*TASK DESCRIPTION*.
Pull out every line below that contains the word "hair". Uppercase and lowercase must match.

----

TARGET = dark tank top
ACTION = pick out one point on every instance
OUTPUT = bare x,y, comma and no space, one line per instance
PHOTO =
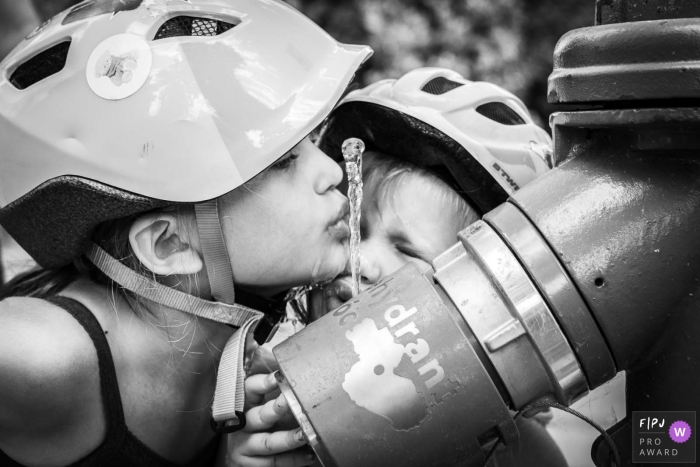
120,448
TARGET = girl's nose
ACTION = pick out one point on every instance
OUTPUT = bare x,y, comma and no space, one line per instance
329,173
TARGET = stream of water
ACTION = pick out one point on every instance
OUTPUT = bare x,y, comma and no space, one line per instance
352,152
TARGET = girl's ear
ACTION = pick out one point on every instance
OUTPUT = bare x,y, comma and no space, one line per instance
161,242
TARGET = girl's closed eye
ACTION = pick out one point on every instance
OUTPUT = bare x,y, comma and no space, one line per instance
407,250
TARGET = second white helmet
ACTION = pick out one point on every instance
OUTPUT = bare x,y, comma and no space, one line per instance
476,135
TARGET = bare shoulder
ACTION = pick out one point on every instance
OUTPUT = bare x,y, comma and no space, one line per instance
49,367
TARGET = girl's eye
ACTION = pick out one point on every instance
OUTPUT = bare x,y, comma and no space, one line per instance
406,251
285,163
314,135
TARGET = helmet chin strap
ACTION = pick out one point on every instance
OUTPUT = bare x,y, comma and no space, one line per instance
229,396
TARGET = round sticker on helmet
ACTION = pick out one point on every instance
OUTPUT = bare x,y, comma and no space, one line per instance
119,66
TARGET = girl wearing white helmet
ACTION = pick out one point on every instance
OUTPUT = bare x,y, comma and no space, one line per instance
155,152
474,137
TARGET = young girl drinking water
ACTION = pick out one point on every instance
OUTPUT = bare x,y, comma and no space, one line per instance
145,200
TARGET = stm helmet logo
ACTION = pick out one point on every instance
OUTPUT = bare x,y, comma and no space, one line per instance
507,177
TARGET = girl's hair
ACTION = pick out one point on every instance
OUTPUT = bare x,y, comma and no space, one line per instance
112,236
388,172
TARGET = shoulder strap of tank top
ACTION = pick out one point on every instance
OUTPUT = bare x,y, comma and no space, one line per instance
111,397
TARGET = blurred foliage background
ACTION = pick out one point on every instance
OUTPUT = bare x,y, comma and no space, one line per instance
507,42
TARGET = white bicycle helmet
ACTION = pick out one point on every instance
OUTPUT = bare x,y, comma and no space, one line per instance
116,107
479,137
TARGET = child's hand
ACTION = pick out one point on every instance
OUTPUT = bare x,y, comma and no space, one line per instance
255,445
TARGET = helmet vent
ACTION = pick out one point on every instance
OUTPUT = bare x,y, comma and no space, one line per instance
501,113
40,66
192,26
440,85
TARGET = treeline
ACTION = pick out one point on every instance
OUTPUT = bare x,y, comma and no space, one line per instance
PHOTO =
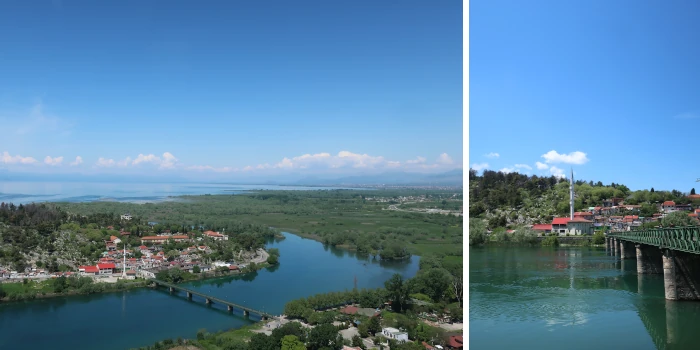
29,289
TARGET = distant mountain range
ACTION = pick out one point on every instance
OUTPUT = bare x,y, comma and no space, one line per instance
450,178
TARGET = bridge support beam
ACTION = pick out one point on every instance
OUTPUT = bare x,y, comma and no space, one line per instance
681,275
626,250
648,259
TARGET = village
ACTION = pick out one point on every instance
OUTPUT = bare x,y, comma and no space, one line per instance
145,260
613,216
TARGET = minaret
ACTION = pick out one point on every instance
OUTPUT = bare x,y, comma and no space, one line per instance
124,263
571,194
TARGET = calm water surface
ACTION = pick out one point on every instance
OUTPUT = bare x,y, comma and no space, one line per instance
572,298
141,317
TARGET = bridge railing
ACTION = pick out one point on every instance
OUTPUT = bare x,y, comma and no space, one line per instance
686,239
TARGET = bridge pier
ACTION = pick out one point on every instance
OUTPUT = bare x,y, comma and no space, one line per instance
648,259
626,250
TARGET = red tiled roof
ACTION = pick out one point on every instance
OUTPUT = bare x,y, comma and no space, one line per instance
579,220
456,341
560,221
350,310
89,269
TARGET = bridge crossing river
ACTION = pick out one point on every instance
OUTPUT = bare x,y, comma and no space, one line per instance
213,300
673,252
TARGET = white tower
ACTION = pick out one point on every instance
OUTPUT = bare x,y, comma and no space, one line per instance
124,263
571,194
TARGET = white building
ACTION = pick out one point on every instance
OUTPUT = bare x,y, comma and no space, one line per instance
393,333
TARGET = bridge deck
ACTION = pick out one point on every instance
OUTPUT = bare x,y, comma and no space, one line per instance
213,299
685,239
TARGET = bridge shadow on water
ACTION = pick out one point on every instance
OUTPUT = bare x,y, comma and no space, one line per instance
181,296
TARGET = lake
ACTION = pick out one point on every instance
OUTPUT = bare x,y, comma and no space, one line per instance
141,317
26,192
571,298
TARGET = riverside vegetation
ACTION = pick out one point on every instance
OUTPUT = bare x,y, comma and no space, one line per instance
500,201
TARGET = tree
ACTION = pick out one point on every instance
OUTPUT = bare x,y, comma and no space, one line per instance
397,290
677,219
291,342
325,336
260,341
357,342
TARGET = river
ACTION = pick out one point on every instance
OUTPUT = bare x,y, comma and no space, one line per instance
571,298
141,317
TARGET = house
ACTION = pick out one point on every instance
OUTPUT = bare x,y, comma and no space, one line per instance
579,226
106,269
455,342
686,207
542,228
584,215
393,333
559,225
88,270
216,236
668,206
163,239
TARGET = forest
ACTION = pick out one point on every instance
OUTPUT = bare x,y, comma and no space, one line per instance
515,199
342,218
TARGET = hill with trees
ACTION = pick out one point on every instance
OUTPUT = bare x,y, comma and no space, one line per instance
516,199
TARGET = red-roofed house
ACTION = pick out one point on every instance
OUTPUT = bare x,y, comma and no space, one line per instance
88,270
584,215
542,228
106,269
559,225
216,236
668,206
455,342
579,226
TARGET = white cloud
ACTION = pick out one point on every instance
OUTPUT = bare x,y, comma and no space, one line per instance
145,159
53,161
102,162
557,172
480,166
8,159
571,158
418,160
211,168
444,159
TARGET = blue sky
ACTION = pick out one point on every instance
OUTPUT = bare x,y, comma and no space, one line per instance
616,81
231,87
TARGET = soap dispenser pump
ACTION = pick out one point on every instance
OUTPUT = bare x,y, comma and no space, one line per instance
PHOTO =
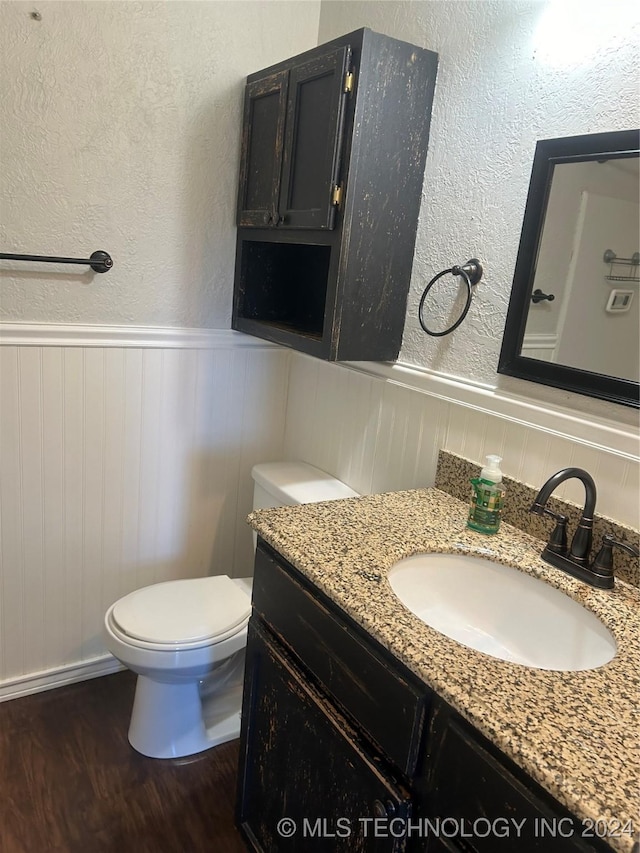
487,497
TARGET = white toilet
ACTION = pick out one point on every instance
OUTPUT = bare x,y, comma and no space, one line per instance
186,638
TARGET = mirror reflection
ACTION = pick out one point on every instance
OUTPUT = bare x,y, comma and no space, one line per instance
574,315
584,310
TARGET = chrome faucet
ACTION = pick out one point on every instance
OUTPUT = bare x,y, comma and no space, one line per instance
575,560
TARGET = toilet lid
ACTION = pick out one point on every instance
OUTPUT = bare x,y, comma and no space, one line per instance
184,611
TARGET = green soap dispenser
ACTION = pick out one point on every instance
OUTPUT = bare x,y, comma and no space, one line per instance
487,498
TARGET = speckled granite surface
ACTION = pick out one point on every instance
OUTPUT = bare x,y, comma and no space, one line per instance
576,733
453,475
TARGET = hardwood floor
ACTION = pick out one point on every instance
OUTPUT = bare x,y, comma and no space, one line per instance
70,782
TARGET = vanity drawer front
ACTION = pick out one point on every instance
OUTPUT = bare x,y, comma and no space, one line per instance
383,703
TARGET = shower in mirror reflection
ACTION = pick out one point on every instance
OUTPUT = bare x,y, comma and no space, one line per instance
593,208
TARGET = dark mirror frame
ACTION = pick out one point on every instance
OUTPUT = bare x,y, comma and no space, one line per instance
549,153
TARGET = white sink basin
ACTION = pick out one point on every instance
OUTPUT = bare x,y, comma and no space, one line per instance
501,611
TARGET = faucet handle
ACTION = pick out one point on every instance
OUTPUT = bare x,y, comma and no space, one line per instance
558,539
603,563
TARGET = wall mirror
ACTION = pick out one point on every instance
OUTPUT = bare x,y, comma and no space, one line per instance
574,317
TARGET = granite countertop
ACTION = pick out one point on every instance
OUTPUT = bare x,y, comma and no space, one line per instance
575,733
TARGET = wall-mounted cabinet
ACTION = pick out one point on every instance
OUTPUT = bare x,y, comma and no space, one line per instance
334,146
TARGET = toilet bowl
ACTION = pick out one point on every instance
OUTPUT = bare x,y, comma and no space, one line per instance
185,639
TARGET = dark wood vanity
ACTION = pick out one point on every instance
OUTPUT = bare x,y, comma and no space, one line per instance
342,740
334,145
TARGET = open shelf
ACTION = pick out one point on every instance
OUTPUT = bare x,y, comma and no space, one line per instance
284,285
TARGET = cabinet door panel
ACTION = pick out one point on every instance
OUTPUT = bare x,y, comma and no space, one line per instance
262,146
489,809
385,705
303,762
315,117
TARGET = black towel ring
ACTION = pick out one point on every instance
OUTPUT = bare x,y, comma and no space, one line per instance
471,272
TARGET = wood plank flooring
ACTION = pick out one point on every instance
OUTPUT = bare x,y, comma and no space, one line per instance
70,782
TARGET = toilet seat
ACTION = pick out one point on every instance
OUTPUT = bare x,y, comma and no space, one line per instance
182,614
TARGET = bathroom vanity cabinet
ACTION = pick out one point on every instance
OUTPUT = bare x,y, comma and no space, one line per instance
334,144
340,738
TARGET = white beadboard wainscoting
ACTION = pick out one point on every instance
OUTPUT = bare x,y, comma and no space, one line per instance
379,428
125,459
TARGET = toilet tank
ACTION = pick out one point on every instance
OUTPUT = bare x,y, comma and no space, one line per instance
292,483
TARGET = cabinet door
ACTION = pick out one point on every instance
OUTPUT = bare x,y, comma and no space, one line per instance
262,145
301,761
478,806
315,118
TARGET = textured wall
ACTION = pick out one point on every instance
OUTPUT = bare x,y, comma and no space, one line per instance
120,131
508,76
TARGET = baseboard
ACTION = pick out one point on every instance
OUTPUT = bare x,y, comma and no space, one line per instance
38,682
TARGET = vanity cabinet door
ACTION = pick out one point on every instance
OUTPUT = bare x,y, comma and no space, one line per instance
301,761
479,803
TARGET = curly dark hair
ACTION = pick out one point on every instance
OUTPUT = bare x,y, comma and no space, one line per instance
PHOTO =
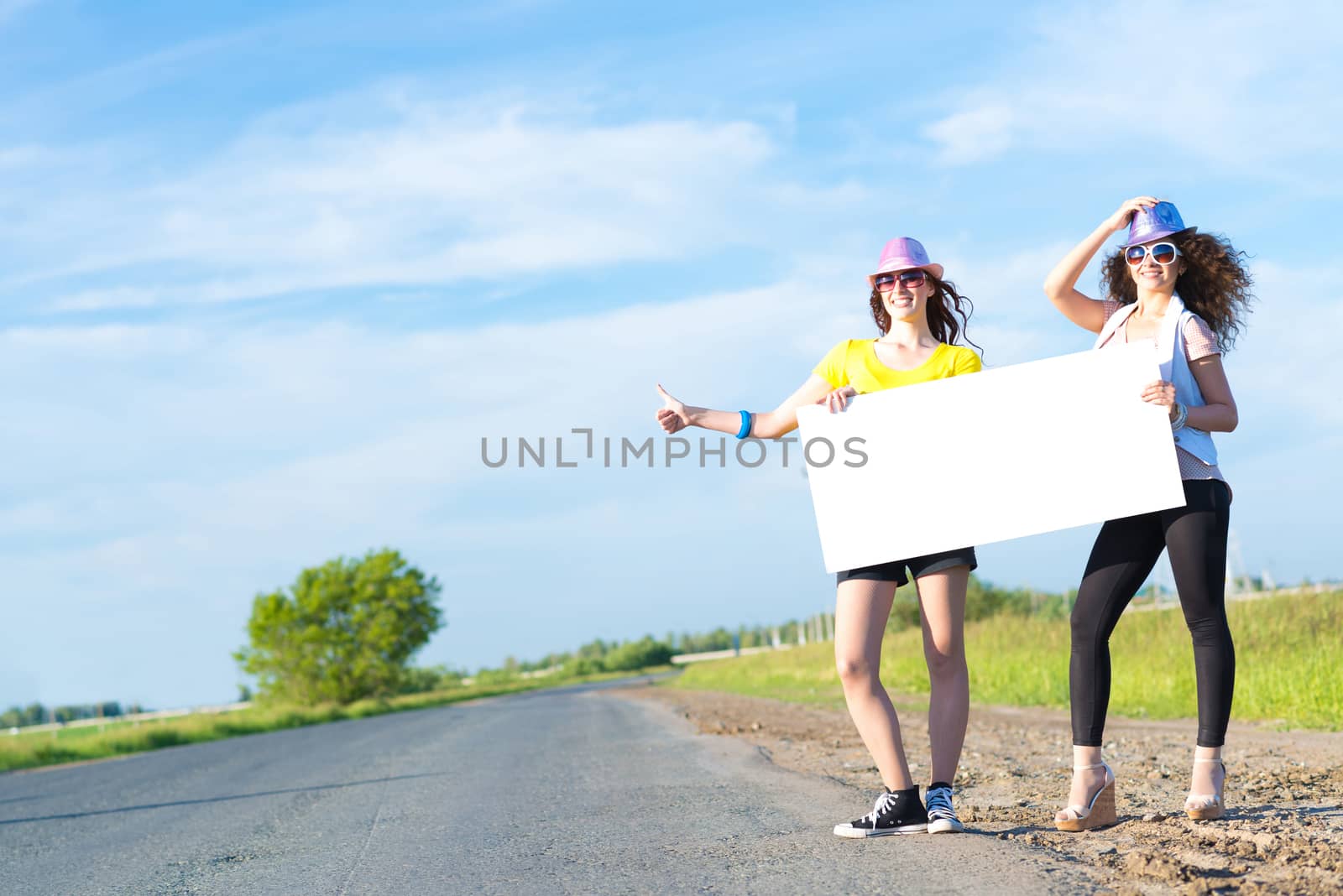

----

*COMPLETED EXERCISE*.
TARGET = girl's hair
TARGET = curly dark hair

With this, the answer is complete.